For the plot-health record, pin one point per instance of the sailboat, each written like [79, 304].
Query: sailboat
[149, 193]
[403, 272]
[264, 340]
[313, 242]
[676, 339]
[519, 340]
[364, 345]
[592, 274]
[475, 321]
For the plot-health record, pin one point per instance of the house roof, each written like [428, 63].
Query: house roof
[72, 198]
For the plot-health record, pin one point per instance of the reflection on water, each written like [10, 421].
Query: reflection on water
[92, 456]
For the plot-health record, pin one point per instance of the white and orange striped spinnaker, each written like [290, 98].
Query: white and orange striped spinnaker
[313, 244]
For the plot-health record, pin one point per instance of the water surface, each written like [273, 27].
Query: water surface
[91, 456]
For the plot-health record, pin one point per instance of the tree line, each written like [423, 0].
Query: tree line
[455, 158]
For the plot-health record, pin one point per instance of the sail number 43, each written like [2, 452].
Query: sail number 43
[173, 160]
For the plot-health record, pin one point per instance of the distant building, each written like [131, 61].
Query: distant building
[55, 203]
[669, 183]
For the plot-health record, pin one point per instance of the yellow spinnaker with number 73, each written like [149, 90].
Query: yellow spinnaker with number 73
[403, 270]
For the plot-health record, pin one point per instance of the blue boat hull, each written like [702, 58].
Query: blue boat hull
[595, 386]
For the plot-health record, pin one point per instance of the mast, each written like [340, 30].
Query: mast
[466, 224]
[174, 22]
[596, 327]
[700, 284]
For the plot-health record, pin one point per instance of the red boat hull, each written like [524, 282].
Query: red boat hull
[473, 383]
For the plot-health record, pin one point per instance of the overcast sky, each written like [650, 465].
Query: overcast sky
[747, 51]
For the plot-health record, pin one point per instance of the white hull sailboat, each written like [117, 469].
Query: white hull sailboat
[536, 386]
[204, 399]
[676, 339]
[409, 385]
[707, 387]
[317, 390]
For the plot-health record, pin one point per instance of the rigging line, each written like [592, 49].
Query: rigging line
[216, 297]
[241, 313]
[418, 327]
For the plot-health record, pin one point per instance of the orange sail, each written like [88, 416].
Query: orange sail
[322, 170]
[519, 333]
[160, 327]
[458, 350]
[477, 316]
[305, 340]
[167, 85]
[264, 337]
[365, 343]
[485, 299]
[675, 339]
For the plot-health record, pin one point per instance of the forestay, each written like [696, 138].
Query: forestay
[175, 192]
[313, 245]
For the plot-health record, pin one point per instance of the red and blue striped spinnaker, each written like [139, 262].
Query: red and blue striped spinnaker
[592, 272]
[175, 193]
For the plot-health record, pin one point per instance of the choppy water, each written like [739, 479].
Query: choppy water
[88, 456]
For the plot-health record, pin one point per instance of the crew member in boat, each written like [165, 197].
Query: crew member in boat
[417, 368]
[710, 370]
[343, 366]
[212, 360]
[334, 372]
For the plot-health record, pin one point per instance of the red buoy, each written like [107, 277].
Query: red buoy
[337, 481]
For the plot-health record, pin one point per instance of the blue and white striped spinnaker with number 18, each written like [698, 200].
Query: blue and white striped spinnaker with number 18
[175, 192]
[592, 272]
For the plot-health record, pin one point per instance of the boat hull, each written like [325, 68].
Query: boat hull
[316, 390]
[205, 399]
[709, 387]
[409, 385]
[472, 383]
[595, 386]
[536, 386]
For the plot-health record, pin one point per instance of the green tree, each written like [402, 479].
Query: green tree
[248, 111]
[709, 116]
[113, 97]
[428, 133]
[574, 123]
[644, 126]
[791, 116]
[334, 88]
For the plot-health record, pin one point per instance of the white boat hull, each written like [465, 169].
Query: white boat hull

* * *

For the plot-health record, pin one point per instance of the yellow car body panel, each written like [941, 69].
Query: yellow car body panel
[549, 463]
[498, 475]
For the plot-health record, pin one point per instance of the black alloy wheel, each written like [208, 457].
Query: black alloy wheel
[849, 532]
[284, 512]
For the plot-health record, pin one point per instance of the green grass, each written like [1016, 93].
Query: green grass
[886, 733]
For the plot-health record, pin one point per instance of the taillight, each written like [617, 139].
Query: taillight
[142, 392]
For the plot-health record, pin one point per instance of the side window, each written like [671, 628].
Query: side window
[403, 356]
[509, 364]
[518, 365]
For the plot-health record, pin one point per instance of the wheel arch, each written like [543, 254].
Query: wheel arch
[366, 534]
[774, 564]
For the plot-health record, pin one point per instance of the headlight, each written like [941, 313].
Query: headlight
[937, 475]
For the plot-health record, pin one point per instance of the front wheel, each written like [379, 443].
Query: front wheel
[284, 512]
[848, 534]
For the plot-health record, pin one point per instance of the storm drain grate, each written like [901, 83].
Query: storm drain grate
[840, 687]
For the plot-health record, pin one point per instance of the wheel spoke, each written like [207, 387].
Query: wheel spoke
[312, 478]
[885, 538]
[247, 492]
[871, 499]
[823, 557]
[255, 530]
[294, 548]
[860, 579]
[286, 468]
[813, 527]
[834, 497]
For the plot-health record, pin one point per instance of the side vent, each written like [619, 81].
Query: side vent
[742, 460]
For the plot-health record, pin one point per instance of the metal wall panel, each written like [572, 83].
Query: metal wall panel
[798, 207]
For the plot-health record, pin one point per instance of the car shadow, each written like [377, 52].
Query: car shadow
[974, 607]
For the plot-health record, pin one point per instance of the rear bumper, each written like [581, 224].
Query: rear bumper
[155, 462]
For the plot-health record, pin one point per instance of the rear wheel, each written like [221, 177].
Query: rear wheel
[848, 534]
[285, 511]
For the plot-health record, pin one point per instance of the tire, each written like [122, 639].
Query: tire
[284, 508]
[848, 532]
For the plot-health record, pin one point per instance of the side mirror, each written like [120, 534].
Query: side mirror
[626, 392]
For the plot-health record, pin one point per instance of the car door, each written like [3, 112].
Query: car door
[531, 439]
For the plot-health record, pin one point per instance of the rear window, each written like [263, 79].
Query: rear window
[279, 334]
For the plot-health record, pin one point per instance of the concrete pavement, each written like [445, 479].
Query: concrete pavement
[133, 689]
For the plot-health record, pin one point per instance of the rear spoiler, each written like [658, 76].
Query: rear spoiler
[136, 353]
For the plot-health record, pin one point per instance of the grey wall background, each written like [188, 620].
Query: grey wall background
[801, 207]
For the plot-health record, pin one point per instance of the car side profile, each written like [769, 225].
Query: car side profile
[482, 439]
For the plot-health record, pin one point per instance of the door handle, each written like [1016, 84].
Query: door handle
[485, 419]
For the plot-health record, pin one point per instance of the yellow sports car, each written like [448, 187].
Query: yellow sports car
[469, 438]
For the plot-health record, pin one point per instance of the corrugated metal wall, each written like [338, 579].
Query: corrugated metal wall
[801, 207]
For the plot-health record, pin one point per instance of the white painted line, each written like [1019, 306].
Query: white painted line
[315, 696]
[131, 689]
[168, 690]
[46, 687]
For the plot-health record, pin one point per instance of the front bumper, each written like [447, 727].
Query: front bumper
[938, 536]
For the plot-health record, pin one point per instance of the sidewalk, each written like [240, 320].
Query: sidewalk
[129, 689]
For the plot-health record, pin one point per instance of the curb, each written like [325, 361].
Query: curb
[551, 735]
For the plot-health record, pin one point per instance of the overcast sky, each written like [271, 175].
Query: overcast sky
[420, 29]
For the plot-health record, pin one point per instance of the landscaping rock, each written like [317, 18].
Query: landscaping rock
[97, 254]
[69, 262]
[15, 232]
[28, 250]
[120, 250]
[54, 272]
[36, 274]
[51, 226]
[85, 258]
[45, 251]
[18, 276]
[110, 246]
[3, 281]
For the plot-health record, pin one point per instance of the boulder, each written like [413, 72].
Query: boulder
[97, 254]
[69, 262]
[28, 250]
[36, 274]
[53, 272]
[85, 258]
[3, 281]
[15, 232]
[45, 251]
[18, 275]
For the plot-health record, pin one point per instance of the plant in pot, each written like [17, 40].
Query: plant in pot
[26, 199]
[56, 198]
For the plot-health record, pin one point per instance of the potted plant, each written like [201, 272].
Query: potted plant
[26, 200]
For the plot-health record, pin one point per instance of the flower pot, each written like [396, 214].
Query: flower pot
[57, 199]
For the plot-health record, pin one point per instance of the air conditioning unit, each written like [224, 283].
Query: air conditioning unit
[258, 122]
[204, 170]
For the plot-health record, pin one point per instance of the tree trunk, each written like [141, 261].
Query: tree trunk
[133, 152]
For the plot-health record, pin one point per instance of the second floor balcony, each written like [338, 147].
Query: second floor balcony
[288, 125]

_REQUIREMENTS_
Copy each line of the material above that contains the string "building". Case must match exactly.

_SOLUTION_
For the plot-health record, pin one point per instance of the distant building, each written like [131, 61].
Query: distant building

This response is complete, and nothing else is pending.